━━ Document extract

More disjointed thoughts later.

Sunday, July 10, 2011

Venice, the Metro Station

Barely two days of travelling on non-airconditioned, Rajasthan Roadways buses reminded me of how privileged I really am. The only other time I’ve travelled in sleeper class in a train was five years ago, when I went for a summer camp. And that, too, was not by choice – sleeper class was what the camp had booked for us.

Now, I’ve spent three weeks living and travelling among villages in Rajasthan. I’ve travelled in sleeper class, both with and without confirmed bookings, taken four different government provided Rajasthan Roadways buses to get from one village to another, hitched rides on everything from an overstuffed auto to overloaded tractors. And though I wasn’t so okay with the situation at the time, I do appreciate the experience and understanding afforded to me by the travels.

━━━━
━━ Stored data

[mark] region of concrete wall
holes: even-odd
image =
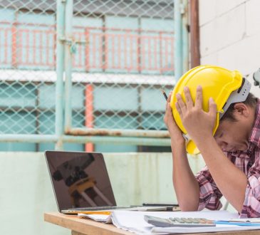
[[[176,202],[170,153],[104,155],[118,205]],[[202,158],[189,157],[192,170]],[[43,221],[44,212],[58,211],[45,157],[41,152],[0,152],[0,234],[70,234]]]
[[[260,1],[199,0],[199,4],[201,64],[236,69],[244,75],[257,70]],[[259,97],[259,88],[251,91]]]

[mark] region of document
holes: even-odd
[[[127,212],[114,211],[112,212],[113,224],[118,228],[134,232],[137,234],[192,234],[203,232],[217,232],[228,231],[243,231],[259,229],[260,226],[241,226],[236,225],[217,224],[214,227],[167,227],[160,228],[147,223],[144,215],[150,215],[161,218],[169,217],[192,217],[205,218],[211,220],[229,220],[238,219],[237,213],[227,211],[202,211],[202,212]]]

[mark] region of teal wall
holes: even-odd
[[[170,153],[104,157],[118,205],[176,202]],[[194,172],[204,165],[199,157],[189,159]],[[43,153],[0,152],[0,166],[1,234],[71,234],[43,221],[43,213],[56,212],[57,207]]]

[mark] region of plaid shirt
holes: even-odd
[[[239,169],[247,176],[245,200],[240,214],[241,218],[260,217],[260,100],[258,99],[256,120],[249,137],[248,149],[245,151],[225,154]],[[198,210],[207,208],[219,209],[222,194],[209,173],[207,166],[196,175],[199,184],[199,205]]]

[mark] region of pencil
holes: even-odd
[[[163,90],[162,88],[161,88],[161,90],[162,90],[162,93],[163,96],[165,97],[165,100],[167,101],[167,100],[168,99],[168,98],[167,97],[167,95],[165,93],[165,90]]]

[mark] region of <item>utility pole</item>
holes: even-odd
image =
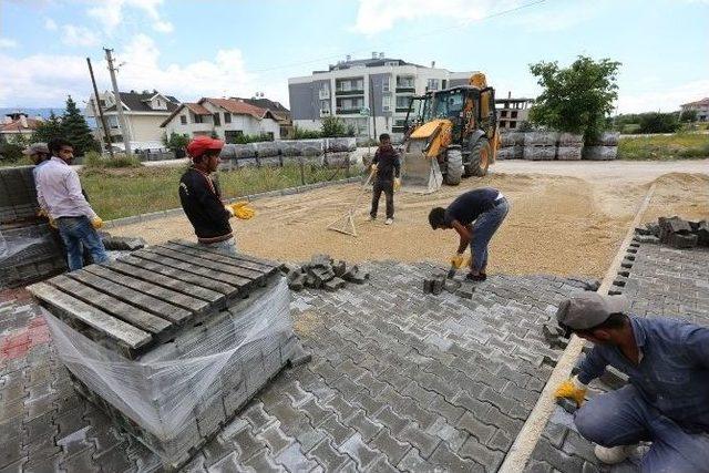
[[[96,109],[99,110],[99,116],[101,117],[101,127],[103,128],[103,136],[105,136],[106,144],[109,145],[109,154],[113,157],[113,146],[111,146],[111,135],[109,134],[109,127],[106,126],[106,119],[103,116],[103,110],[101,109],[101,102],[99,101],[99,89],[96,89],[96,80],[93,76],[93,68],[91,66],[91,58],[86,58],[86,64],[89,64],[89,73],[91,74],[91,83],[93,84],[93,116],[96,117]]]
[[[106,62],[109,63],[109,72],[111,73],[111,83],[113,84],[113,95],[115,95],[115,110],[119,112],[119,125],[121,125],[121,136],[125,146],[125,154],[131,154],[131,136],[129,133],[125,117],[123,116],[123,104],[121,103],[121,94],[119,93],[119,83],[115,80],[115,66],[113,65],[113,50],[104,48],[106,52]]]

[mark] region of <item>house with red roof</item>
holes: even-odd
[[[172,133],[189,137],[216,135],[226,143],[236,143],[242,135],[266,134],[280,140],[279,117],[267,109],[243,99],[203,97],[196,103],[183,103],[162,124]]]

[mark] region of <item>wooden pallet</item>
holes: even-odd
[[[279,265],[171,240],[28,287],[91,340],[135,359],[266,285]]]

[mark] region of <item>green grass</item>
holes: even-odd
[[[619,160],[698,160],[709,157],[709,135],[676,133],[669,136],[621,136]]]
[[[179,207],[183,167],[84,168],[81,182],[91,206],[104,220]],[[306,165],[306,184],[346,177],[345,169]],[[352,171],[354,172],[354,171]],[[301,185],[297,165],[245,167],[216,173],[223,198]]]

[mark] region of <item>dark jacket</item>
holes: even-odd
[[[191,167],[179,179],[179,202],[201,243],[224,241],[232,237],[229,217],[219,186],[208,174]]]
[[[401,173],[399,152],[393,146],[379,146],[374,153],[372,164],[377,164],[377,181],[392,182]]]

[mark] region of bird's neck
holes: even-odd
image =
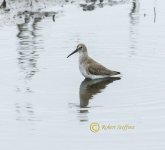
[[[84,62],[86,59],[88,59],[88,53],[87,52],[80,52],[79,53],[79,62],[82,63]]]

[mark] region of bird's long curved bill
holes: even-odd
[[[73,55],[73,54],[76,53],[76,52],[78,52],[78,49],[76,49],[76,50],[73,51],[71,54],[69,54],[69,55],[67,56],[67,58],[70,57],[71,55]]]

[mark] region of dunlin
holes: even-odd
[[[100,63],[90,58],[84,44],[78,44],[76,50],[69,54],[67,58],[76,52],[79,52],[79,69],[85,78],[99,79],[120,74],[120,72],[107,69]]]

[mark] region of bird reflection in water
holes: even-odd
[[[115,80],[120,80],[120,77],[102,78],[102,79],[85,79],[82,81],[79,89],[80,96],[80,110],[79,118],[80,121],[88,121],[88,105],[89,100],[93,98],[94,95],[103,92],[108,84]]]
[[[137,46],[138,46],[138,24],[139,24],[139,9],[140,9],[140,3],[139,0],[132,0],[132,7],[129,12],[129,18],[130,18],[130,51],[129,55],[133,56],[136,54]]]

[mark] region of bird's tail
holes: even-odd
[[[120,74],[120,72],[118,72],[118,71],[112,71],[112,73],[111,73],[112,76],[119,75],[119,74]]]

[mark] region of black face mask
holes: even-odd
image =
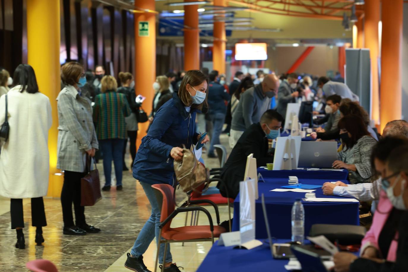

━━━━

Tasks »
1: Say whether each statement agrees with the travel post, answering yes or no and quoting the words of the post that decide it.
(a) The writer spent three weeks among villages in Rajasthan.
(b) The writer chose to travel in sleeper class on the trip to the summer camp.
(c) The writer rode four different Rajasthan Roadways buses.
2: List every kind of vehicle the travel post mentions.
3: Answer each question from the travel post.
(a) What date heads the post?
(b) How long ago was the writer's only earlier trip in sleeper class?
(c) How many days of bus travel reminded the writer of being privileged?

Final results »
1:
(a) Yes: "I’ve spent three weeks living and travelling among villages in Rajasthan."
(b) No: "that, too, was not by choice – sleeper class was what the camp had booked for us."
(c) Yes: "taken four different government provided Rajasthan Roadways buses"

2:
- Rajasthan Roadways buses
- train
- auto
- tractors

3:
(a) Sunday, July 10, 2011
(b) Five years ago
(c) Barely two days